* _EXERCISE DESCRIPTION_: Return all the records, each one exactly as given.

(Referring expression data)
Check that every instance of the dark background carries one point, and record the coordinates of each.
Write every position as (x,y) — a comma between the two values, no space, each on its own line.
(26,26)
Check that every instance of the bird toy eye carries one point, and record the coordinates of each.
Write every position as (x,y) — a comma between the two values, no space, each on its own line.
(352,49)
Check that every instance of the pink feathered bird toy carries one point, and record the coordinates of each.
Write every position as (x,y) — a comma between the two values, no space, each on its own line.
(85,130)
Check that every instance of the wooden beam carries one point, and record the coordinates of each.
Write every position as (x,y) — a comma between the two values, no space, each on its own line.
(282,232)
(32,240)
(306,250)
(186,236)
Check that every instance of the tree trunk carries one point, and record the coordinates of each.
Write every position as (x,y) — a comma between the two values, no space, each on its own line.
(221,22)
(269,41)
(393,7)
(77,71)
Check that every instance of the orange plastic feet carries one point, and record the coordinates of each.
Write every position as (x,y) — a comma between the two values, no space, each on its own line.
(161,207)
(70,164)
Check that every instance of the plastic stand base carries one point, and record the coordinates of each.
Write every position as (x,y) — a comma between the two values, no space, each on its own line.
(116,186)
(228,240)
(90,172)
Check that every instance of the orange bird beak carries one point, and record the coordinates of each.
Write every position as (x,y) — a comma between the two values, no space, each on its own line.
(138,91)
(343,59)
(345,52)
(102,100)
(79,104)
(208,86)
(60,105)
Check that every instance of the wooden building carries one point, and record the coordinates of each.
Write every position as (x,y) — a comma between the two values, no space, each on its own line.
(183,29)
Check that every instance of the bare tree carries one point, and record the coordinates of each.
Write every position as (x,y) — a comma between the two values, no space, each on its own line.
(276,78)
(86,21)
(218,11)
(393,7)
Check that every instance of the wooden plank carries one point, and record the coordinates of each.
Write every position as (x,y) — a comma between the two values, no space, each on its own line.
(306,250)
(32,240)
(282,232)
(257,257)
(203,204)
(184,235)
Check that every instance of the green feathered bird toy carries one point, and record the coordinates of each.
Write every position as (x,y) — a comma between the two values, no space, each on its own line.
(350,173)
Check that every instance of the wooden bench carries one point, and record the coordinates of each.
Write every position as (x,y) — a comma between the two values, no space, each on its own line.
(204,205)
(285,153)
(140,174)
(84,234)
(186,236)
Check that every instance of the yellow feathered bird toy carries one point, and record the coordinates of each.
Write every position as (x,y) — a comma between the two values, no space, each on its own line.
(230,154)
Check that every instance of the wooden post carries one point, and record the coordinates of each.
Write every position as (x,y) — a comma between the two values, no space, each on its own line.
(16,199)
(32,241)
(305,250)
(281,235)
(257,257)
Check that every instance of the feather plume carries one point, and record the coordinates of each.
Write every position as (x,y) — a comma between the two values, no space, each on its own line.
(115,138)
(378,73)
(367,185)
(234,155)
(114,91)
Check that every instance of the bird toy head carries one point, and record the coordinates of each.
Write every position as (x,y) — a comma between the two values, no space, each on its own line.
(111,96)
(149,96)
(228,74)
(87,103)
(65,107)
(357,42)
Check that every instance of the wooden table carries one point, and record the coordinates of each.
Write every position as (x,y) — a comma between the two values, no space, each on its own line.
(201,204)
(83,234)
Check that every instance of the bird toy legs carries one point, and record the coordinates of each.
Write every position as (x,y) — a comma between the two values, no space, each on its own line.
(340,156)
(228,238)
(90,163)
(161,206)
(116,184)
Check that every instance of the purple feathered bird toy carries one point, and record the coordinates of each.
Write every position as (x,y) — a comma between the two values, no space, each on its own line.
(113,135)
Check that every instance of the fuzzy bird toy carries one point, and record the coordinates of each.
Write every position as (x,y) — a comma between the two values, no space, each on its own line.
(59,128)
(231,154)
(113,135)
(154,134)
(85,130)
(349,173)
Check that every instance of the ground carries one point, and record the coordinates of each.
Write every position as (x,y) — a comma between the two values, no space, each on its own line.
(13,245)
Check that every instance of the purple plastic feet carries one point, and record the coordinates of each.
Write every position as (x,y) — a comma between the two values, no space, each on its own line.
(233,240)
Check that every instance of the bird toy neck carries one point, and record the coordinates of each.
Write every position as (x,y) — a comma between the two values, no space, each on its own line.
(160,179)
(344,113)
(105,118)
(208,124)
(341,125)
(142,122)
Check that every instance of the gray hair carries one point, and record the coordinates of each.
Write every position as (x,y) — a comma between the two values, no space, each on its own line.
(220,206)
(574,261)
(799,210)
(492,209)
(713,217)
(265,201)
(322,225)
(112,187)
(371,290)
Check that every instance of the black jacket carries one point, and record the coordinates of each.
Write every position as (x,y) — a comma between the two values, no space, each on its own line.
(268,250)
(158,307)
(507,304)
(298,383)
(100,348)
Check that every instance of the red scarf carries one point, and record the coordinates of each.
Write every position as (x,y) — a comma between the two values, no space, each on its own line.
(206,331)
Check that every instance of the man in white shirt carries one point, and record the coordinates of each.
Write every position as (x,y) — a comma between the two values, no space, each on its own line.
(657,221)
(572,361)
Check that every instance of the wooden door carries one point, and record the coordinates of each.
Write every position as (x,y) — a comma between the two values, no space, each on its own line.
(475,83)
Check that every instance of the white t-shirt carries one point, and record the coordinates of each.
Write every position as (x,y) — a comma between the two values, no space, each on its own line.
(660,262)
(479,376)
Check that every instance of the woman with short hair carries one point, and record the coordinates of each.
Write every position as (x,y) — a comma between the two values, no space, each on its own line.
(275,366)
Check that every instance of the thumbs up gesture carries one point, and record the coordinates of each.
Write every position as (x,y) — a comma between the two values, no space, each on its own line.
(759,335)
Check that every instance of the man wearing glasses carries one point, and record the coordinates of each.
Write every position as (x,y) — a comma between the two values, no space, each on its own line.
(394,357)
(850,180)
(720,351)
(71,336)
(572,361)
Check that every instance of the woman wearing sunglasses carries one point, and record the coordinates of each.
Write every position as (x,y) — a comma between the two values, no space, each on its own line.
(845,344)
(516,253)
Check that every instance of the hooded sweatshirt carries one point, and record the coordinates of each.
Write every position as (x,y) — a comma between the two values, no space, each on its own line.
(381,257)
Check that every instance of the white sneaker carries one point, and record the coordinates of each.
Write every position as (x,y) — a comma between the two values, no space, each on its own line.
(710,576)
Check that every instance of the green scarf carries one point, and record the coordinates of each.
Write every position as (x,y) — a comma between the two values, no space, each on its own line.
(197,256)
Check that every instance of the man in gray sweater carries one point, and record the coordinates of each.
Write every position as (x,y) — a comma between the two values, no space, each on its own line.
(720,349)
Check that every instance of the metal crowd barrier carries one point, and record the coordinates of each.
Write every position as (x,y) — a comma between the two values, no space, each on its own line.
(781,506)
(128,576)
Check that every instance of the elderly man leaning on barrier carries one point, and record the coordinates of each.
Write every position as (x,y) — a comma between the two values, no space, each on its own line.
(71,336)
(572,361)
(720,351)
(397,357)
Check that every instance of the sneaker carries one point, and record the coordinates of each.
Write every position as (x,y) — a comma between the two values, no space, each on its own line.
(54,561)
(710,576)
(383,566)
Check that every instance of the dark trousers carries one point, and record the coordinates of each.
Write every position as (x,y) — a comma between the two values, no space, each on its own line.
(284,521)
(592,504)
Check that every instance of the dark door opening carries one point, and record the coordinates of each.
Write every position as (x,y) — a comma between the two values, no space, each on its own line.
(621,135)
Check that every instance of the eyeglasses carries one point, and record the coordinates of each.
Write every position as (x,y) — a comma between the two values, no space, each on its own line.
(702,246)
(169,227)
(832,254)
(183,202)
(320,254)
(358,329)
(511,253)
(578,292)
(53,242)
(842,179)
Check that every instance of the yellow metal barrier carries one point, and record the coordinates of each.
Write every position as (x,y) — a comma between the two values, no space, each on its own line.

* _WRITTEN REPLY_:
Check that every instance of the dark background carries one point, and record the coordinates of each.
Write every position as (x,y) — a comma between the two values, no space, each on its own line.
(26,26)
Check that every instance of the bird toy eye carries one point, and record the coordinates of each.
Write every position as (x,y) — a comma between the two values, no space, each on its own line.
(352,49)
Check that every instance of the pink feathered bird toy carries one point, and record the coordinates of each.
Write every position as (x,y) — a comma between the two values, no space, each on its own line.
(85,130)
Check that every instance of the wooden beam carries one point, and record the coordinates of each.
Write every position as (x,y) — a comma between the two values, no space, each on its own line.
(282,232)
(32,240)
(306,250)
(186,236)
Check that every instance of the tree trunk carries one point, and record the coordinates of each.
Write every position as (x,y) — a comma between the two values, no space, each on its own line.
(221,22)
(269,41)
(393,7)
(77,71)
Check that every instance of the orange plastic feet carries one point, and record the coordinates of each.
Write every position as (x,y) — a comma between the two values, no space, each on its own line.
(161,207)
(70,164)
Check that every instance of the plastic stand base carries one point, and record the coordinates of each.
Write every position as (x,y) — a comma between the two values, no space, each on its own line.
(116,186)
(228,240)
(90,172)
Check that every instance of the orange bird beak carries one point, and record the coordinates of each.
Write every position as (x,y) — a comma between the two values, no space, each on its own line.
(138,91)
(343,59)
(345,52)
(102,100)
(79,104)
(208,86)
(60,105)
Check that every instance of the wooden building carries one point, and record the coordinates of each.
Write every position as (x,y) — a comma between the two values, no space, each on its own line.
(183,29)
Check that every instance of the bare tree carries one point, and record the coordinates of each.
Write every position as (x,y) — a comma between the two values, no space, each on its own line.
(276,78)
(86,21)
(218,11)
(393,7)
Check that every instance of the wooden plank carries one point, and record the coordinates of each.
Write every position as (x,y) — a comma between the two values, no space, each on its own line.
(306,250)
(32,240)
(282,232)
(257,257)
(203,204)
(184,235)
Check that every instance of the green feathered bird toy carries one point, and record the coordinates of each.
Write every position as (x,y) — a comma between the two values, no space, each on its own line.
(350,173)
Check that every instance of the wooden bench carries one point, and record the coordinates of each.
Write every position as (x,y) — a comma between the two values, no space, each on its own line.
(204,205)
(285,153)
(140,174)
(84,234)
(186,236)
Check that every instance of the yellow feathered bird toy carries one point, and record the coordinates of each.
Write every position as (x,y) — a comma between the two values, no space, each on its own line.
(230,154)
Check that every instance of the wooden post carries one point, and record the coordinates of each.
Write every position as (x,y) — a comma between the two values, no space, each on its own line.
(16,199)
(32,241)
(305,250)
(281,235)
(257,257)
Check that every instance of the feather plume carries one point, and record the coordinates of each.
Write every position as (x,y) — a comma between the two values, no space, each on its own line.
(115,138)
(378,73)
(367,185)
(234,155)
(114,91)
Check that every instance of the bird toy head carries one point, and record the coordinates of each.
Write every position as (x,y) — a comma between the two values, no space, each on its own line.
(111,96)
(149,96)
(228,74)
(87,103)
(65,107)
(357,42)
Check that every instance of the wooden table carries one point, and record the coordinates of each.
Write every position as (x,y) — a comma between the two values, no space, each on its own line.
(201,204)
(83,234)
Check that every instance of the bird toy legs carries one point, and record the coordinates of each.
Write every position as (x,y) — a comma between the two values, no space, each on its own line.
(340,156)
(228,238)
(90,163)
(161,206)
(116,184)
Check that every instance of the purple feathered bird toy carries one point, and record the coordinates of each.
Write every position as (x,y) — a comma between the two values, no space, each on its own line.
(113,135)
Check that every instance of the fuzzy bird toy carries one point, and record the coordinates of each.
Write every position as (x,y) — a comma between the two values, no space, each on its own line.
(59,128)
(231,154)
(113,135)
(154,134)
(85,130)
(349,173)
Check that every instance of the ground carries one point, and record the coordinates of each.
Write every position as (x,y) — a comma between the two values, no space, each on its own line.
(13,245)
Check that every instance of the purple plastic feet carries one point, and record the coordinates of each.
Write every position as (x,y) — a comma between the two values, no space, each on its own line.
(233,240)
Check that every instance of the bird toy neck carries one point, and record the coordinates of each.
Write every position as (x,y) — a comma between the two values, no space, each on its own line.
(160,179)
(344,113)
(105,118)
(208,124)
(341,125)
(142,122)
Check that every instance of the gray hair carries one point, and record the coordinates of each.
Write every position as (x,y) — a comma between the two values, no space, each on its own line.
(220,206)
(574,261)
(799,210)
(492,209)
(713,217)
(265,201)
(322,225)
(112,187)
(371,290)
Check that every instance of the black jacket carries one point, and record the coordinates of each.
Write every position as (x,y) — a comma between the two values, no space, each on its own line.
(268,250)
(158,307)
(507,304)
(298,383)
(100,348)
Check that every instance of the red scarf carries one point, and record the coordinates of each.
Write every position as (x,y) — a comma between the two values, no space, each on its own line.
(206,331)
Check that every instance of the man in white shirt carries one point, and record the coordinates of each.
Write every position as (x,y) — a comma between the two values, no space, each on its own line.
(657,221)
(572,361)
Check that every instance of the wooden door carries one point, and record the coordinates of each.
Write every position as (x,y) — a comma between the two values, no space, each on its own line.
(475,83)
Check that every instance of the white t-shirt carries one point, and record the coordinates of each.
Write every position as (x,y) — a comma between the two values, no space, each on its own line.
(660,262)
(479,376)
Check that every instance of the woman with short hair carries one point, and record the coordinates of each.
Write every position as (x,y) — a comma between the two values, no space, each on its own line.
(275,366)
Check that every instance of the thumbs up gesture carries one point, and record the coordinates of each.
Write every position as (x,y) — a comma between the two values, no space, each on its own line.
(759,335)
Check that every instance of the man wearing glasses carries one point, and record the coordinates of each.
Write every position as (x,y) — a comma between the two values, no space, each on its own line.
(394,357)
(850,180)
(720,351)
(71,336)
(572,361)
Check that every instance of the woman wearing sunglasses carries one point, and record the coordinates of each.
Write every position as (x,y) — a comma between the two values, no space, each on its own line.
(845,344)
(516,253)
Check that every instance of the hooded sweatshirt carries one point, and record the coordinates of each.
Write every position as (x,y) — a comma between the two values, no space, each on its own line.
(381,257)
Check that every instance of the white sneaker carries one point, and record the coordinates of each.
Write every position as (x,y) — a comma between the two values, no space, each on its own line.
(710,576)
Check that every instance of the green scarf carries one point, and record the coordinates of each.
Write every position as (x,y) — a comma between the two values, no space, each on its own line.
(197,256)
Check that every instance of the man in gray sweater carries one point, and record the coordinates of each.
Write every position as (x,y) — a comma between the two values, no space, each on its own line.
(720,349)
Check that every instance of the metal crowd barrier carries one point, and record the coordinates of each.
Write every position as (x,y) — a comma between the two values, no space, each on its own line.
(781,506)
(128,576)
Check that every instance of the elderly man leaning on barrier carries one point, and record the coordinates of each.
Write every position as (x,y) — a comma between the two values, no space, each on its own line.
(71,336)
(572,361)
(720,351)
(397,357)
Check that every instance of the sneaker carries one point, and record the coordinates of each.
Write every position as (x,y) — a comma between the two values, no space, each on its own line.
(54,561)
(710,576)
(383,566)
Check that every instance of the dark trousers carries one point, and record the coordinates of each.
Write every position as (x,y) — a comma between the two values, no space, each on its own line.
(284,521)
(592,504)
Check that every instance of the dark door opening carries one point, and record the coordinates of each.
Write every position as (x,y) — a comma between the two values, no space, each on its own line.
(621,135)
Check that every instance of the eyeglasses carries one point, and record the coordinates of each.
Write every position as (x,y) — a comma between the two values, no space, each on its own line.
(702,246)
(169,227)
(832,254)
(183,202)
(320,254)
(358,329)
(511,253)
(578,292)
(53,242)
(842,179)
Check that every instance of the yellow metal barrier carries one point, and record the coordinates of each.
Write every position as (x,y) — a comma between the two values, no space, each on its own line.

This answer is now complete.